Excerpted passage =

◇ ◇ ◇

Unless a person has grappled with some great and ennobling ideas, unless
he is ambitious to make progress in life, he will always remain on a common
level and will never amount to very much. The greatest discoveries men
have ever made were due to their restless, unsatisfied outlook on life,
to rediscover themselves, to realize their possibilities, to always look
ahead and march onward. The progress that men have made, and their achievements
were tremendous, was due to the foresightedness of those who had vision
of life’s great potentialities and worked hard enough toward their
realization and fulfillment.
We have said that our subject
is the high calling of God and its implication to humanity. This subject
occupies a large area of thought because it has to do with the supreme
purpose of living. It is the theme of the Holy Scriptures from Genesis
to Revelation, as a matter of fact, it was also the theme of Christ’s
mission into the world. “I came,” said Jesus, “to seek
and to save the lost. I came that they might have life, and have it more
abundantly.” In other words, his life, his death, resurrection and
ascension were for no other reason than that it might be possible for
human beings to lead well-rounded, full-orbited lives. On the strength
of this fact, God calls people to Him saying to us one and all, “This
is my beloved Son, hear ye him, follow him.”
The high calling of God takes
into consideration three major principles, three great factors. First,
a vision of God, a right concept of Him as revealed in Christ. Human beings
can never attain any appreciable degree of wisdom, can never become what
God intended them to be, without a fairly clear knowledge of God as Redeemer,
Preserver, Creator, and that holiness, purity and truth are some of the
essentials of His nature. Intelligent worship of God depends on an intelligent
concept of Him, and that in turn depends on man’s willingness to
surrender, without reservation to His blessed will, to seek by prayer,
by proper demeanor, by unquestioning obedience and self-denial to do only
and always the things that would be pleasing to God. Many people try to
bribe God, to appease Him in various ways—gifts, sacrifices, and
what have you, but all is of no avail, of no consequence unless one comes
to the place where he accords God the right of way in his life leading
a pure life, holy life, seeking with all his might and main to make the
will of God the will of men.

◇ ◇ ◇

Supplied material =
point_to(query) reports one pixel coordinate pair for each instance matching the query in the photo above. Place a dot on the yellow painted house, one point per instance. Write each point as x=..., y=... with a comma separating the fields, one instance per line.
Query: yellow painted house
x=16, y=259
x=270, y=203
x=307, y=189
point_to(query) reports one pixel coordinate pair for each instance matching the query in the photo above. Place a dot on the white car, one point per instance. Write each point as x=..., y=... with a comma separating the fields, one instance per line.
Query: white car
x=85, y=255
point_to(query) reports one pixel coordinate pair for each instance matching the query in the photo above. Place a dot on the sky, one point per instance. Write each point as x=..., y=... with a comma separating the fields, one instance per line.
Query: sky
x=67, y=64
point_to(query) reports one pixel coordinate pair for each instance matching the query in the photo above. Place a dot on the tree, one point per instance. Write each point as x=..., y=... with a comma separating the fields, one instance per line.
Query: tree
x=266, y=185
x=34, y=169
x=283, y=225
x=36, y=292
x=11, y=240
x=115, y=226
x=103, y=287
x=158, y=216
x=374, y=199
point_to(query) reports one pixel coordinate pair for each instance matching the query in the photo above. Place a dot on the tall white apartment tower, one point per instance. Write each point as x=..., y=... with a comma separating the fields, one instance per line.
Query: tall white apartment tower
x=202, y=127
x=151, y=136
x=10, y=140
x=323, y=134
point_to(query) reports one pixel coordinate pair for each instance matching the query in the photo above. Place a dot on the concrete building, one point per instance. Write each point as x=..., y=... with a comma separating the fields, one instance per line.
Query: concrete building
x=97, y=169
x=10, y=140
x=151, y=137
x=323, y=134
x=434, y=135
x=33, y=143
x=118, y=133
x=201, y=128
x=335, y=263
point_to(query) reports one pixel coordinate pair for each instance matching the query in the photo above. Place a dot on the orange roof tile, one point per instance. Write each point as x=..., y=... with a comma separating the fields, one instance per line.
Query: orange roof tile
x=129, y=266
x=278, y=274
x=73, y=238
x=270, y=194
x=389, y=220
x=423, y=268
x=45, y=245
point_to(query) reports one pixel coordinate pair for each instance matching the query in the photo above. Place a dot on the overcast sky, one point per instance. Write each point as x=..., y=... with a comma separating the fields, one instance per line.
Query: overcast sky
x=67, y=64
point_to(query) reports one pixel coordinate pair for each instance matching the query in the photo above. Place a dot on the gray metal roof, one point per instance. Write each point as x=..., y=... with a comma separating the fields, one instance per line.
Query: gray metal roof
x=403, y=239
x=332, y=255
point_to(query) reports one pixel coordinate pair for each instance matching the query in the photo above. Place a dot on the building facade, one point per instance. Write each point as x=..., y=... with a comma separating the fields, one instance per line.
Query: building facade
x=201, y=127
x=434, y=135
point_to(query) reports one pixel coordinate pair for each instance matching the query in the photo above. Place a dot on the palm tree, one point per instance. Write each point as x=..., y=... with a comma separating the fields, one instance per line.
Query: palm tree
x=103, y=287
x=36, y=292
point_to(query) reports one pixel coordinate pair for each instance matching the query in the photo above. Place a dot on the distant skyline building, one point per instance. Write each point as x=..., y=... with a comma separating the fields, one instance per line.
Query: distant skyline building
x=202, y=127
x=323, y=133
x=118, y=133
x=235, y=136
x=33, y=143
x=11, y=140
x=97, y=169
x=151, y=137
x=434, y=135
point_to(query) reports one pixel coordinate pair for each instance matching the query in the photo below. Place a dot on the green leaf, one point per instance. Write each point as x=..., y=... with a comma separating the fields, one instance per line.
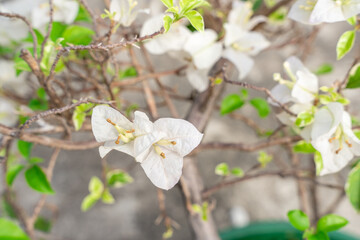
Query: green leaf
x=222, y=169
x=118, y=178
x=353, y=187
x=230, y=103
x=107, y=197
x=24, y=148
x=88, y=202
x=354, y=78
x=57, y=31
x=318, y=236
x=324, y=69
x=10, y=231
x=318, y=162
x=331, y=223
x=345, y=43
x=238, y=172
x=42, y=224
x=78, y=35
x=261, y=106
x=35, y=160
x=168, y=3
x=264, y=159
x=195, y=19
x=78, y=119
x=83, y=15
x=167, y=22
x=96, y=187
x=299, y=219
x=303, y=147
x=36, y=179
x=12, y=172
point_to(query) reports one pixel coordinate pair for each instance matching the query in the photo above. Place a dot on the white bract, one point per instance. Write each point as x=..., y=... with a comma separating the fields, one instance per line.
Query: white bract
x=159, y=147
x=63, y=11
x=302, y=86
x=125, y=12
x=319, y=11
x=333, y=137
x=240, y=42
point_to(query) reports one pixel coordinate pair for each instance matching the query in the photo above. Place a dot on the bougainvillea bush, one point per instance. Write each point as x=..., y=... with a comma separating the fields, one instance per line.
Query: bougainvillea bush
x=69, y=69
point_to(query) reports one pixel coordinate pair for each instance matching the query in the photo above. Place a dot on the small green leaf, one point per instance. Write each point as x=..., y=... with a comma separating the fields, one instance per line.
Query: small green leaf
x=167, y=22
x=354, y=78
x=25, y=148
x=10, y=231
x=168, y=3
x=36, y=179
x=88, y=202
x=107, y=197
x=324, y=69
x=318, y=236
x=230, y=103
x=299, y=219
x=12, y=172
x=238, y=172
x=222, y=169
x=261, y=106
x=331, y=223
x=118, y=178
x=303, y=147
x=264, y=159
x=77, y=35
x=96, y=187
x=42, y=224
x=353, y=187
x=195, y=19
x=318, y=162
x=345, y=43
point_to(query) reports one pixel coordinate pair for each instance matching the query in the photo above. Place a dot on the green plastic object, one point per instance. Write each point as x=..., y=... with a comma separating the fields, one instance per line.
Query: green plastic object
x=274, y=231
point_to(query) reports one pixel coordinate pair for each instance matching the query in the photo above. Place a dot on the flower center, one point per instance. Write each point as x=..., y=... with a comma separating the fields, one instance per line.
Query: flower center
x=341, y=137
x=124, y=134
x=162, y=142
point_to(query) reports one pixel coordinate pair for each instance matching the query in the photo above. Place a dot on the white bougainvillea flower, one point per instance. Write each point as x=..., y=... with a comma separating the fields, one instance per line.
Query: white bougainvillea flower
x=303, y=84
x=161, y=152
x=173, y=40
x=240, y=42
x=114, y=129
x=333, y=137
x=125, y=11
x=64, y=11
x=319, y=11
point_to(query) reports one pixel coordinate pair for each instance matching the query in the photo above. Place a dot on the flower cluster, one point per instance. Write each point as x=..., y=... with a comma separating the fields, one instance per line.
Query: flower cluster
x=321, y=117
x=159, y=147
x=201, y=50
x=319, y=11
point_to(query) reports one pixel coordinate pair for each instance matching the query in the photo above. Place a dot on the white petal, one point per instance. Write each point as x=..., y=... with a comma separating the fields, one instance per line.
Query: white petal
x=298, y=13
x=281, y=93
x=327, y=120
x=243, y=63
x=186, y=136
x=326, y=11
x=165, y=172
x=103, y=130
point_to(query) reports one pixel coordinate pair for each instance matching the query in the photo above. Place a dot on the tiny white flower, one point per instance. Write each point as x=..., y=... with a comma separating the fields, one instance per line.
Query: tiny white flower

◇ ◇ ◇

Prompt A =
Answer from the passage on the high calling of God:
(i) What were the greatest discoveries men have made due to?
(ii) What does the passage say was also the theme of Christ's mission into the world?
(iii) What is the first of the three major principles the high calling of God takes into consideration?
Prompt B =
Carry on the passage on the high calling of God from the point where it stops.
The data can be set aside; nothing here depends on it.

Your response A =
(i) Their restless, unsatisfied outlook on life, to rediscover themselves, to realize their possibilities, and to always look ahead and march onward.
(ii) The high calling of God and its implication to humanity.
(iii) A vision of God, a right concept of Him as revealed in Christ.

Your response B =
Second, the high calling of
God requires a sense of need to Him. Man will never outgrow the need to
God, never, no matter whether pauper or prince, rich or poor. There is
nothing which enriches a person’s life, nothing makes him wiser,
better, holier and adjusted to life’s demands as a sense of need
to the Almighty. The reason for so much misery, unhappiness, friction
in all our human relationships, broken hearts and homes, is because no
sense of need to God is felt. People are so hardened by the presence of
so much worldliness, immorality, low desires and unholy passions that
God’s image and His stature has been pushed out of sight. Poverty
of souls is written upon the faces of a great number of people, professing
Christians, mind you, so that it is not deemed necessary to come to His
house on Sunday, and some who do come manifest no great interest in the
service. Many come to God’s house who are there in the body only,
their minds are on the gods they worship every day in the week.
The greatest challenge which
daily faces each individual is, “What are you doing to fulfill the
purpose for which you were created?” Has God actually penetrated
your personality or has He been crowded out of your heart because you
have outgrown the need to Him? Religion at its best and highest aspects
is partnership, fellowship with the Eternal Spirit, but that depends on
whether the individual desires such partnership and fellowship. Has it
ever occurred to you that our lives on this planet are limited, and that
each of us must answer the call? Has it ever struck you that the kind
of life you are leading cannot stand the test and an improvement is overdue?
Have you felt the pressing
need of turning a new leaf and asked yourself the honest question, “What
shall I do to be saved?” None but a fool would trifle with a matter
of supreme importance and thus leave this world unprepared to meet God.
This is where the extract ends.